• [DATA]
================================
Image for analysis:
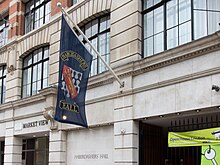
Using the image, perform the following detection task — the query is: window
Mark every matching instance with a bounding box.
[79,16,110,76]
[22,47,49,97]
[0,17,8,47]
[0,141,5,165]
[143,0,220,57]
[22,137,49,165]
[0,66,6,104]
[25,0,51,33]
[193,0,220,39]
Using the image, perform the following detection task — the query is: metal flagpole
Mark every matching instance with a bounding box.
[57,2,124,88]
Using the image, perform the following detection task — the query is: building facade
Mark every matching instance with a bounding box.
[0,0,220,165]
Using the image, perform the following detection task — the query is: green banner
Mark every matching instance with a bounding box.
[201,145,220,165]
[168,127,220,147]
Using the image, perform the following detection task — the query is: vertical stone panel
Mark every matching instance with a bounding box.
[85,2,89,18]
[97,0,103,12]
[92,0,98,14]
[89,1,93,17]
[80,5,85,22]
[49,131,67,165]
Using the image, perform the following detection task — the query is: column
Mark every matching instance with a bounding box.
[8,0,25,40]
[4,121,22,165]
[49,130,66,165]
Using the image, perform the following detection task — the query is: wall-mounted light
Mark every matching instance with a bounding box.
[212,85,220,92]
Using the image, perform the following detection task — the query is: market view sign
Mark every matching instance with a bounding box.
[23,120,48,128]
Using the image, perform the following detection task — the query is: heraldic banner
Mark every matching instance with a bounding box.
[54,15,92,127]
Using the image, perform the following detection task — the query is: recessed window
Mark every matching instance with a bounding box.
[143,0,220,57]
[0,15,8,47]
[25,0,51,33]
[22,137,49,165]
[22,47,49,97]
[0,141,5,165]
[0,66,6,104]
[79,16,110,76]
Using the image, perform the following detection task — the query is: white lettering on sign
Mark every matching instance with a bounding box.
[23,120,48,128]
[74,154,109,159]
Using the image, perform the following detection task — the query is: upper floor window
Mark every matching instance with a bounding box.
[143,0,220,57]
[0,66,6,104]
[22,47,49,97]
[0,141,5,165]
[25,0,51,33]
[80,16,110,76]
[0,17,8,47]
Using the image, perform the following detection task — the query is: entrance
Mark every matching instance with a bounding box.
[139,114,220,165]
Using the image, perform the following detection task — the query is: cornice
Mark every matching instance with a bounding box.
[0,86,57,111]
[89,31,220,89]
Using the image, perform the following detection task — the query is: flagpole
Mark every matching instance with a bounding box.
[57,2,124,88]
================================
• [THE TASK] Express the items, from their first line through the line containing "[0,0,220,165]", as a Markdown table with columns Row and Text, numbering each row and skipping blank lines. Leave the pictures out.

• [WRITTEN SOLUTION]
| Row | Text |
|---|---|
| 1 | Image for analysis: |
| 2 | Using the image, perform the following detection task — the query is: window |
| 3 | Mark every matching instance with a bounding box. |
| 4 | [79,16,110,76] |
| 5 | [22,47,49,97] |
| 6 | [0,17,8,47] |
| 7 | [0,141,5,165] |
| 8 | [143,0,220,57] |
| 9 | [22,137,49,165] |
| 10 | [0,66,6,104] |
| 11 | [25,0,51,33] |
| 12 | [193,0,220,39] |
| 13 | Using the image, perform the following detection task — the query is: metal flagpole |
| 14 | Mark every matching instance with a bounding box. |
| 15 | [57,2,124,88] |
| 16 | Using the image, perform the following detection task — the query is: building facade |
| 17 | Mark every matching instance with a bounding box. |
| 18 | [0,0,220,165] |